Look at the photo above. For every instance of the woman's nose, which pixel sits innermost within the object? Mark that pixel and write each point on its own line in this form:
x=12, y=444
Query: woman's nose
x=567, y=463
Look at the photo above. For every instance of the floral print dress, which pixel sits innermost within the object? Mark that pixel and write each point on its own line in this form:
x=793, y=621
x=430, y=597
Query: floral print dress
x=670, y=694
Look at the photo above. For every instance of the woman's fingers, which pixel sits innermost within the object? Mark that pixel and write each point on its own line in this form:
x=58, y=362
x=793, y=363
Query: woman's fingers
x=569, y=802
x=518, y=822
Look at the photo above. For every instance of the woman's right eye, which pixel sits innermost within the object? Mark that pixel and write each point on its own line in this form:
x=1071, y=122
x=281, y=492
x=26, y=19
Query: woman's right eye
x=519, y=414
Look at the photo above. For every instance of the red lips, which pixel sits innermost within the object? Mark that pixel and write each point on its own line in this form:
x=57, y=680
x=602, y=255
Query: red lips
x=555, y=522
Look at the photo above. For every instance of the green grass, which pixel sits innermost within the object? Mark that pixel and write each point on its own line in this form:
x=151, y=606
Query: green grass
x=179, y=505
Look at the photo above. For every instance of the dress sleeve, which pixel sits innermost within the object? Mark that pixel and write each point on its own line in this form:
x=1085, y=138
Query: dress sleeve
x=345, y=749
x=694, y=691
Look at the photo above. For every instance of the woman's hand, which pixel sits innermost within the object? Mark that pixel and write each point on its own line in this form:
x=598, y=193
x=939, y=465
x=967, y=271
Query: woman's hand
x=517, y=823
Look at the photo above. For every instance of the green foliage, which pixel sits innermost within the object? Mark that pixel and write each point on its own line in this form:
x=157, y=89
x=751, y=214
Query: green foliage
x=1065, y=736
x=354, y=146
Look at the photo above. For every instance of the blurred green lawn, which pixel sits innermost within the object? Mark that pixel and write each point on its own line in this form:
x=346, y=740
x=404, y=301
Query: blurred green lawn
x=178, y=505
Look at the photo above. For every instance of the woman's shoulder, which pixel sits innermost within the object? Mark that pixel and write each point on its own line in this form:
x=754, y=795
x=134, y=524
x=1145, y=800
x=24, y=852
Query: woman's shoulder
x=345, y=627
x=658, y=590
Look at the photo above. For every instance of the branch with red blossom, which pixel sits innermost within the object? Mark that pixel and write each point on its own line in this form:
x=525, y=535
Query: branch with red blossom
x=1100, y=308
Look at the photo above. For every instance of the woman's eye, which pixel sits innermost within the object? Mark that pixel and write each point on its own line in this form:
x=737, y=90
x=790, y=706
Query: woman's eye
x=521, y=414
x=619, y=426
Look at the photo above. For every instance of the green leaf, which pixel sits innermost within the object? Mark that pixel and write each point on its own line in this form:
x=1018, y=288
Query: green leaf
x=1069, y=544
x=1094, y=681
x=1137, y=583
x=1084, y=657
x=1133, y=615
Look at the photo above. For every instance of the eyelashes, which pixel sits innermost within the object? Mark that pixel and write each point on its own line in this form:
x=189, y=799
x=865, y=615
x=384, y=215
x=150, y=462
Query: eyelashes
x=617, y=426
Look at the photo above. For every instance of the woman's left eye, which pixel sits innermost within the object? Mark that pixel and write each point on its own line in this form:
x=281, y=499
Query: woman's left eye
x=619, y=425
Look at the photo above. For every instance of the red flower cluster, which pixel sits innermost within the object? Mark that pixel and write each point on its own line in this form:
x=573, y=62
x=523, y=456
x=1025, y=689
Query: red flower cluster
====================
The expected answer is every line above in which the word "flower" appears.

SOLUTION FOR THIS EXERCISE
Look at the photo above. For every instance of the red flower cluster, which pixel sits innermost within the object? Mark that pixel and write each point on its own line in this form:
Query: red flower cluster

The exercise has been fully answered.